Records of labeled boxes:
[start]
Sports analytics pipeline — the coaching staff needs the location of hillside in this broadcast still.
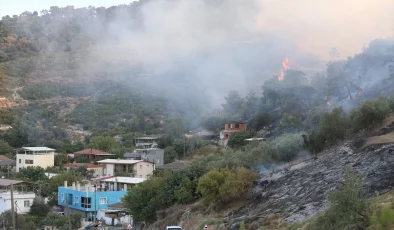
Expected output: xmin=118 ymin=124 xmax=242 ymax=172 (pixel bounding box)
xmin=0 ymin=0 xmax=394 ymax=230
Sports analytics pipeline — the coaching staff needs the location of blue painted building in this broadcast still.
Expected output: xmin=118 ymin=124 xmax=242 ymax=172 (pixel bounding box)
xmin=58 ymin=177 xmax=145 ymax=218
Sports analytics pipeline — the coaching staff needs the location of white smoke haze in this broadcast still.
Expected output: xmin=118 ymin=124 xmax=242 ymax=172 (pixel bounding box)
xmin=21 ymin=0 xmax=394 ymax=109
xmin=77 ymin=0 xmax=324 ymax=108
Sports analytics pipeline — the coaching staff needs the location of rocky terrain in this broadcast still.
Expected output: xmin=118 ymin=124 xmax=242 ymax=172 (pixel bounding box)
xmin=227 ymin=123 xmax=394 ymax=229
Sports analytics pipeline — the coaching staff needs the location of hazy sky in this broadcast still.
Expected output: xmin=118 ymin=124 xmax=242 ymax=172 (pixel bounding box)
xmin=0 ymin=0 xmax=394 ymax=59
xmin=0 ymin=0 xmax=134 ymax=17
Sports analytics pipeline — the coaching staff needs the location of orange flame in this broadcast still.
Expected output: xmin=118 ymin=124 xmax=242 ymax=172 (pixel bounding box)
xmin=282 ymin=58 xmax=289 ymax=70
xmin=278 ymin=57 xmax=289 ymax=81
xmin=278 ymin=70 xmax=285 ymax=81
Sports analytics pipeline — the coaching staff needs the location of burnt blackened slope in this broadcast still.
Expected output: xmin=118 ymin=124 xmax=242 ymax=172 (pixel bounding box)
xmin=228 ymin=142 xmax=394 ymax=229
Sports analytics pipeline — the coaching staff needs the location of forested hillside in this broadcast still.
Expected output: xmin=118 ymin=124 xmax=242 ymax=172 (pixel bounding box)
xmin=0 ymin=0 xmax=393 ymax=156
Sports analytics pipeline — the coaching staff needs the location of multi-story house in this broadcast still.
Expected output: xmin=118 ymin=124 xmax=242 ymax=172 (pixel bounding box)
xmin=63 ymin=162 xmax=104 ymax=177
xmin=135 ymin=137 xmax=158 ymax=149
xmin=123 ymin=148 xmax=164 ymax=166
xmin=0 ymin=179 xmax=36 ymax=214
xmin=16 ymin=147 xmax=55 ymax=172
xmin=58 ymin=177 xmax=146 ymax=218
xmin=72 ymin=148 xmax=116 ymax=162
xmin=124 ymin=137 xmax=164 ymax=166
xmin=220 ymin=121 xmax=246 ymax=140
xmin=98 ymin=159 xmax=155 ymax=178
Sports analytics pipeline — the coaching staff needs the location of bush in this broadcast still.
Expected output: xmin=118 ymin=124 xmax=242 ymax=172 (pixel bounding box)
xmin=311 ymin=170 xmax=370 ymax=230
xmin=197 ymin=168 xmax=258 ymax=204
xmin=272 ymin=133 xmax=303 ymax=161
xmin=368 ymin=205 xmax=394 ymax=230
xmin=350 ymin=97 xmax=391 ymax=132
xmin=318 ymin=107 xmax=348 ymax=141
xmin=250 ymin=112 xmax=271 ymax=131
xmin=227 ymin=130 xmax=251 ymax=149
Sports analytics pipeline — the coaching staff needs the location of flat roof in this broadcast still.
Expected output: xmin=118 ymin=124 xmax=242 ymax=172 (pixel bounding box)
xmin=100 ymin=176 xmax=146 ymax=184
xmin=135 ymin=137 xmax=159 ymax=140
xmin=97 ymin=159 xmax=150 ymax=165
xmin=21 ymin=147 xmax=55 ymax=152
xmin=0 ymin=179 xmax=24 ymax=186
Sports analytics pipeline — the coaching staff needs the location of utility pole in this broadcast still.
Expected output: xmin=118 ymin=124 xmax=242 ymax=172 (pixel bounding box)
xmin=183 ymin=135 xmax=186 ymax=160
xmin=65 ymin=193 xmax=71 ymax=230
xmin=11 ymin=184 xmax=16 ymax=230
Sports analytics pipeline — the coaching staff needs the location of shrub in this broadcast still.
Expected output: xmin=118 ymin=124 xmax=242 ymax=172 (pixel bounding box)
xmin=272 ymin=133 xmax=303 ymax=161
xmin=318 ymin=107 xmax=348 ymax=141
xmin=250 ymin=112 xmax=271 ymax=131
xmin=239 ymin=221 xmax=246 ymax=230
xmin=197 ymin=168 xmax=258 ymax=203
xmin=368 ymin=205 xmax=394 ymax=230
xmin=311 ymin=169 xmax=370 ymax=230
xmin=227 ymin=130 xmax=250 ymax=149
xmin=350 ymin=97 xmax=391 ymax=132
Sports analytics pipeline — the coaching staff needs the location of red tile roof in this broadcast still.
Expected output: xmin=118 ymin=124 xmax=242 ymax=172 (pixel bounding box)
xmin=63 ymin=163 xmax=104 ymax=169
xmin=74 ymin=149 xmax=114 ymax=155
xmin=0 ymin=155 xmax=10 ymax=161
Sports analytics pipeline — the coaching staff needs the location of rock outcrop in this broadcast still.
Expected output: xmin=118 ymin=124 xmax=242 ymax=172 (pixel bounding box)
xmin=228 ymin=139 xmax=394 ymax=229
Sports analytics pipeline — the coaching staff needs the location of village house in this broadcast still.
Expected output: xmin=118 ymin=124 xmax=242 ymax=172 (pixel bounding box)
xmin=98 ymin=159 xmax=155 ymax=178
xmin=0 ymin=179 xmax=36 ymax=214
xmin=58 ymin=177 xmax=146 ymax=219
xmin=63 ymin=163 xmax=104 ymax=177
xmin=68 ymin=148 xmax=116 ymax=162
xmin=220 ymin=121 xmax=246 ymax=140
xmin=16 ymin=147 xmax=55 ymax=172
xmin=185 ymin=128 xmax=217 ymax=140
xmin=123 ymin=137 xmax=164 ymax=166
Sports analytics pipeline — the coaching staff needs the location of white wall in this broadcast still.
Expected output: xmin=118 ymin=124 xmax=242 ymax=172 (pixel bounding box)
xmin=104 ymin=164 xmax=115 ymax=176
xmin=16 ymin=152 xmax=55 ymax=172
xmin=0 ymin=192 xmax=36 ymax=214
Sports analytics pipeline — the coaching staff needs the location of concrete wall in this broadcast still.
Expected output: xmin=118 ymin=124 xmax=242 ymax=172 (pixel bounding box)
xmin=16 ymin=152 xmax=55 ymax=172
xmin=58 ymin=187 xmax=127 ymax=215
xmin=0 ymin=192 xmax=36 ymax=214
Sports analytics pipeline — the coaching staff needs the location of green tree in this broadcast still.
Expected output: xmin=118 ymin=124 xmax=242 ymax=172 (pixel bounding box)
xmin=0 ymin=140 xmax=14 ymax=155
xmin=350 ymin=97 xmax=391 ymax=132
xmin=312 ymin=169 xmax=370 ymax=230
xmin=163 ymin=118 xmax=185 ymax=146
xmin=368 ymin=205 xmax=394 ymax=230
xmin=164 ymin=146 xmax=177 ymax=164
xmin=88 ymin=136 xmax=118 ymax=152
xmin=239 ymin=221 xmax=246 ymax=230
xmin=54 ymin=153 xmax=67 ymax=167
xmin=122 ymin=178 xmax=166 ymax=222
xmin=227 ymin=130 xmax=251 ymax=149
xmin=16 ymin=166 xmax=48 ymax=182
xmin=318 ymin=107 xmax=349 ymax=141
xmin=197 ymin=168 xmax=258 ymax=203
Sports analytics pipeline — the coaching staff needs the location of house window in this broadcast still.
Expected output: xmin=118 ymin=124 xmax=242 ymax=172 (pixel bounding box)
xmin=81 ymin=196 xmax=92 ymax=208
xmin=23 ymin=200 xmax=30 ymax=207
xmin=100 ymin=197 xmax=107 ymax=204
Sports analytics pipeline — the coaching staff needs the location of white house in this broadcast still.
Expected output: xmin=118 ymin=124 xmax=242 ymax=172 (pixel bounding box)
xmin=0 ymin=179 xmax=36 ymax=214
xmin=97 ymin=159 xmax=155 ymax=178
xmin=16 ymin=147 xmax=55 ymax=172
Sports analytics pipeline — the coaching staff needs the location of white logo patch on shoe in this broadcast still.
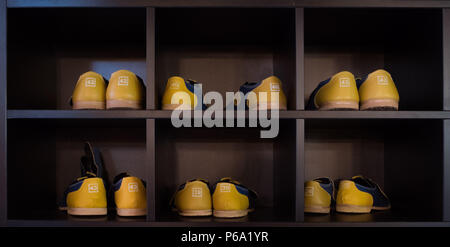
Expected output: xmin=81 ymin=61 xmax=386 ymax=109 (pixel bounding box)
xmin=128 ymin=183 xmax=139 ymax=192
xmin=88 ymin=183 xmax=98 ymax=193
xmin=377 ymin=75 xmax=388 ymax=86
xmin=339 ymin=78 xmax=350 ymax=87
xmin=117 ymin=76 xmax=128 ymax=86
xmin=305 ymin=187 xmax=314 ymax=197
xmin=169 ymin=82 xmax=180 ymax=90
xmin=220 ymin=184 xmax=231 ymax=192
xmin=192 ymin=188 xmax=203 ymax=197
xmin=84 ymin=77 xmax=97 ymax=87
xmin=270 ymin=83 xmax=280 ymax=92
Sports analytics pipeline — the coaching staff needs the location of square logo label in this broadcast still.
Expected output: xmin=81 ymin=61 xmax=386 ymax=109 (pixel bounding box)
xmin=377 ymin=75 xmax=388 ymax=86
xmin=117 ymin=76 xmax=129 ymax=86
xmin=270 ymin=83 xmax=280 ymax=92
xmin=84 ymin=77 xmax=97 ymax=87
xmin=88 ymin=183 xmax=98 ymax=193
xmin=192 ymin=188 xmax=203 ymax=197
xmin=339 ymin=78 xmax=350 ymax=87
xmin=220 ymin=184 xmax=231 ymax=192
xmin=305 ymin=187 xmax=314 ymax=197
xmin=128 ymin=183 xmax=139 ymax=192
xmin=169 ymin=82 xmax=180 ymax=89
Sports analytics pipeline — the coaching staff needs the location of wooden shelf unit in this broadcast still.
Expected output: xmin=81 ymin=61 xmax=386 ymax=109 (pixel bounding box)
xmin=0 ymin=0 xmax=450 ymax=227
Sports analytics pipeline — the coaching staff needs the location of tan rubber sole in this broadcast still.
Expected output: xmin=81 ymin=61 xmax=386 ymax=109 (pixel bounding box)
xmin=336 ymin=204 xmax=372 ymax=213
xmin=116 ymin=208 xmax=147 ymax=216
xmin=176 ymin=209 xmax=212 ymax=217
xmin=106 ymin=100 xmax=144 ymax=110
xmin=304 ymin=206 xmax=331 ymax=214
xmin=319 ymin=101 xmax=359 ymax=111
xmin=361 ymin=99 xmax=398 ymax=111
xmin=162 ymin=104 xmax=191 ymax=110
xmin=67 ymin=208 xmax=108 ymax=216
xmin=249 ymin=103 xmax=287 ymax=111
xmin=213 ymin=209 xmax=253 ymax=218
xmin=72 ymin=101 xmax=106 ymax=110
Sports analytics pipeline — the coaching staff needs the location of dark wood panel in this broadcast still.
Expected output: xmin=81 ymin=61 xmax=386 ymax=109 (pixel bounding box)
xmin=146 ymin=8 xmax=159 ymax=109
xmin=295 ymin=120 xmax=305 ymax=222
xmin=8 ymin=120 xmax=147 ymax=219
xmin=442 ymin=120 xmax=450 ymax=221
xmin=7 ymin=220 xmax=450 ymax=227
xmin=156 ymin=8 xmax=298 ymax=109
xmin=145 ymin=119 xmax=156 ymax=221
xmin=7 ymin=110 xmax=450 ymax=120
xmin=442 ymin=9 xmax=450 ymax=111
xmin=0 ymin=0 xmax=7 ymax=226
xmin=8 ymin=8 xmax=147 ymax=109
xmin=295 ymin=8 xmax=305 ymax=110
xmin=8 ymin=0 xmax=450 ymax=8
xmin=155 ymin=120 xmax=295 ymax=221
xmin=384 ymin=120 xmax=447 ymax=221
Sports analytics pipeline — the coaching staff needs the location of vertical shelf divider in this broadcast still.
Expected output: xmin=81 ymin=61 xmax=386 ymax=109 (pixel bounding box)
xmin=0 ymin=0 xmax=8 ymax=226
xmin=295 ymin=8 xmax=305 ymax=110
xmin=145 ymin=119 xmax=156 ymax=221
xmin=146 ymin=8 xmax=158 ymax=110
xmin=145 ymin=8 xmax=157 ymax=221
xmin=295 ymin=8 xmax=305 ymax=222
xmin=295 ymin=119 xmax=305 ymax=222
xmin=442 ymin=8 xmax=450 ymax=221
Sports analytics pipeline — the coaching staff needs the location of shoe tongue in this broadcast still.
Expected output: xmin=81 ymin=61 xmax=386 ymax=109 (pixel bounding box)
xmin=352 ymin=175 xmax=375 ymax=188
xmin=314 ymin=177 xmax=331 ymax=184
xmin=186 ymin=79 xmax=201 ymax=85
xmin=81 ymin=142 xmax=103 ymax=178
xmin=186 ymin=178 xmax=209 ymax=184
xmin=113 ymin=172 xmax=130 ymax=184
xmin=220 ymin=177 xmax=241 ymax=185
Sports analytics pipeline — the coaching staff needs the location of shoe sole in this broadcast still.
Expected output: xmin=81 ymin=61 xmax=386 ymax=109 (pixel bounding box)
xmin=72 ymin=101 xmax=105 ymax=110
xmin=116 ymin=208 xmax=147 ymax=216
xmin=361 ymin=99 xmax=398 ymax=111
xmin=249 ymin=103 xmax=287 ymax=111
xmin=67 ymin=208 xmax=108 ymax=216
xmin=304 ymin=206 xmax=331 ymax=214
xmin=176 ymin=209 xmax=212 ymax=217
xmin=106 ymin=99 xmax=143 ymax=110
xmin=319 ymin=101 xmax=359 ymax=111
xmin=213 ymin=209 xmax=253 ymax=218
xmin=336 ymin=204 xmax=391 ymax=213
xmin=162 ymin=104 xmax=191 ymax=110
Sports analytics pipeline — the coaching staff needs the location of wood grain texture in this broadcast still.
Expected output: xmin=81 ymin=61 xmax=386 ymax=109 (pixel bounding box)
xmin=442 ymin=120 xmax=450 ymax=222
xmin=8 ymin=0 xmax=450 ymax=8
xmin=0 ymin=0 xmax=8 ymax=226
xmin=442 ymin=8 xmax=450 ymax=111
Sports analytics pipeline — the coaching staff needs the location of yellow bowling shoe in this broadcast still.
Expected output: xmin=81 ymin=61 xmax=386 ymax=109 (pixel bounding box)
xmin=162 ymin=76 xmax=199 ymax=110
xmin=307 ymin=71 xmax=359 ymax=110
xmin=113 ymin=173 xmax=147 ymax=216
xmin=336 ymin=176 xmax=391 ymax=213
xmin=172 ymin=179 xmax=212 ymax=216
xmin=213 ymin=178 xmax=257 ymax=218
xmin=106 ymin=70 xmax=145 ymax=109
xmin=235 ymin=76 xmax=287 ymax=110
xmin=71 ymin=71 xmax=106 ymax=110
xmin=305 ymin=178 xmax=334 ymax=214
xmin=357 ymin=69 xmax=400 ymax=110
[end]
(Aim): From the first of the lines above through the line containing "xmin=77 ymin=0 xmax=324 ymax=108", swap "broadcast still" for "video frame" and write those lines out again with nothing else changed. Leave the pictures out.

(Exercise output):
Sports analytics pipeline — the coaching staff needs the location of hillside in this video frame.
Expected output: xmin=118 ymin=124 xmax=242 ymax=172 (pixel bounding box)
xmin=0 ymin=0 xmax=394 ymax=230
Sports analytics pipeline — the coaching staff needs the location of blue painted building in this video frame.
Expected output: xmin=118 ymin=124 xmax=242 ymax=172 (pixel bounding box)
xmin=58 ymin=177 xmax=145 ymax=218
Sports analytics pipeline — the coaching staff needs the location of white smoke haze in this video frame.
Expected output: xmin=118 ymin=124 xmax=242 ymax=172 (pixel bounding box)
xmin=21 ymin=0 xmax=394 ymax=109
xmin=77 ymin=0 xmax=324 ymax=108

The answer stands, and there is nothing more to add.